▶ [PARTS OF THE EXERCISE]:
**a)** In the Guantanamo post, which 1950 case does the quoted dissent say the President relied on when he established the prison at Guantanamo Bay?
**b)** Decide whether each statement agrees with the Guantanamo post, and quote the words that settle it: (i) The author became a grandfather on Friday, June 6th. (ii) Storm damage has left the author without internet access since Sunday. (iii) The quoted dissent states that at least 30 prisoners released from Guantanamo Bay have returned to the battlefield.
**c)** From the Guantanamo post, copy the passage starting at "Blogging has been" and ending at "this post’s title.".
┌─ DOCUMENT
Obama and McCain are right. Close Guantanamo.

Blogging has been light lately for two reasons. First, I became a grandfather on Friday, June 6th. Second, as a result of storm damage in the Lansing area I’ve been without internet access since Saturday. But, onto the topic of this post’s title.

Today’s SCOTUS decision to extend Constitutional protections to enemy combatants – foreign nationals whose boots have never contacted US soil – reverses a 1950 precedent that nonresident alien enemy combatants have no right to habeas corpus. Guantanamo is now useless as a detention center for terrorist suspects. Unfortunately, the Bush administration was foolish enough to believe the precedent would protect the United States from having to reveal secret intelligence at trail before Civil courts.

Here is a small excerpt from Justice Scalia’s dissenting opinion:

…The President relied on our settled precedent in Johnson v. Eisentrager, 339 U. S. 763 (1950) , when he established the prison at Guantanamo Bay for enemy aliens. Citing that case, the President’s Office of Legal Counsel advised him “that the great weight of legal authority indicates that a federal district court could not properly exercise habeas jurisdiction over an alien detained at [Guantanamo Bay].” Memorandum from Patrick F. Philbin and John C. Yoo, Deputy Assistant Attorneys General, Office of Legal Counsel, to William J. Haynes II, General Counsel, Dept. of Defense (Dec. 28, 2001). Had the law been otherwise, the military surely would not have transported prisoners there, but would have kept them in Afghanistan, transferred them to another of our foreign military bases, or turned them over to allies for detention. Those other facilities might well have been worse for the detainees themselves.

In the long term, then, the Court’s decision today accomplishes little, except perhaps to reduce the well-being of enemy combatants that the Court ostensibly seeks to protect. In the short term, however, the decision is devastating. At least 30 of those prisoners hitherto released from Guantanamo Bay have returned to the battlefield. See S. Rep. No. 110–90, pt. 7, p. 13 (2007) (Minority Views of Sens. Kyl, Sessions, Graham, Cornyn, and Coburn) (hereinafter Minority Report). Some have been captured or killed. See ibid.; see also Mintz, Released Detainees Rejoining the Fight, Washington Post, Oct. 22, 2004, pp. A1, A12. But others have succeeded in carrying on their atrocities against innocent civilians. In one case, a detainee released from Guantanamo Bay masterminded the kidnapping of two Chinese dam workers, one of whom was later shot to death when used as a human shield against Pakistani commandoes. See Khan & Lancaster, Pakistanis Rescue Hostage; 2nd Dies, Washington Post, Oct. 15, 2004, p. A18. Another former detainee promptly resumed his post as a senior Taliban commander and murdered a United Nations engineer and three Afghan soldiers. Mintz, supra. Still another murdered an Afghan judge. See Minority Report 13. It was reported only last month that a released detainee carried out a suicide bombing against Iraqi soldiers in Mosul, Iraq. See White, Ex-Guantanamo Detainee Joined Iraq Suicide Attack, Washington Post, May 8, 2008, p. A18.
└─
┌─ INFORMATION PROVIDED
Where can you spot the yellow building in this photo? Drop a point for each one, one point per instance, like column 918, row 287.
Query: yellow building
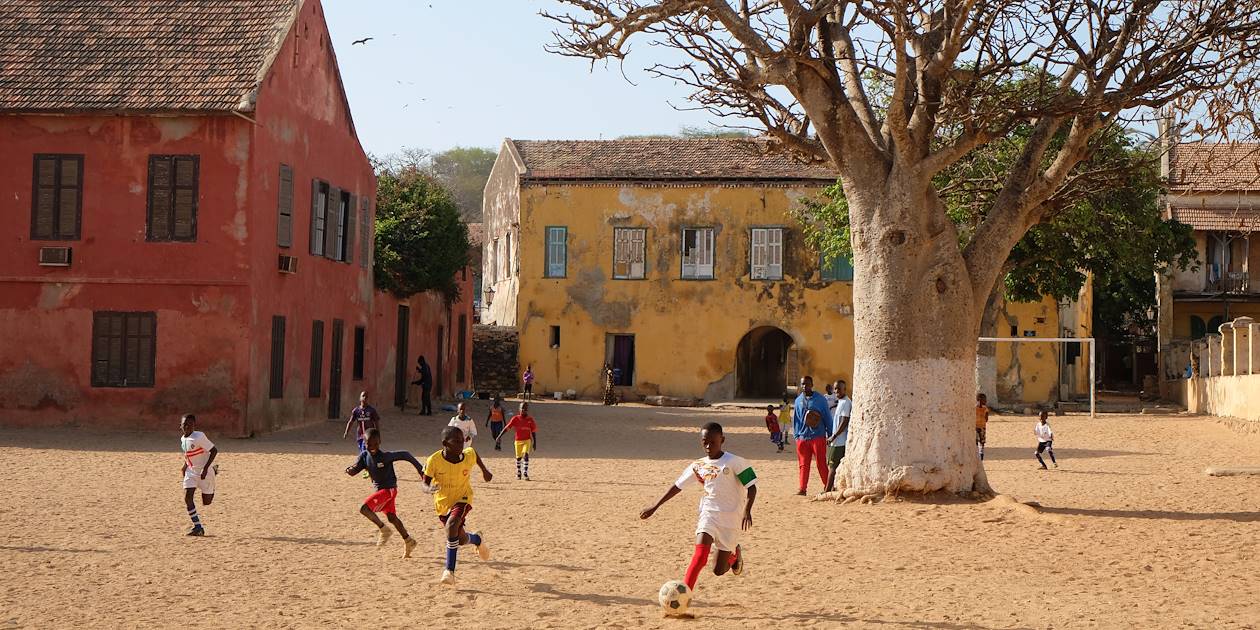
column 678, row 263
└─
▶ [TASK-BY-TASK OUTPUTS]:
**a)** Johnson v. Eisentrager, 339 U. S. 763 (1950).

**b)**
(i) Yes: "I became a grandfather on Friday, June 6th."
(ii) No: "I’ve been without internet access since Saturday."
(iii) Yes: "At least 30 of those prisoners hitherto released from Guantanamo Bay have returned to the battlefield."

**c)**
Blogging has been light lately for two reasons. First, I became a grandfather on Friday, June 6th. Second, as a result of storm damage in the Lansing area I’ve been without internet access since Saturday. But, onto the topic of this post’s title.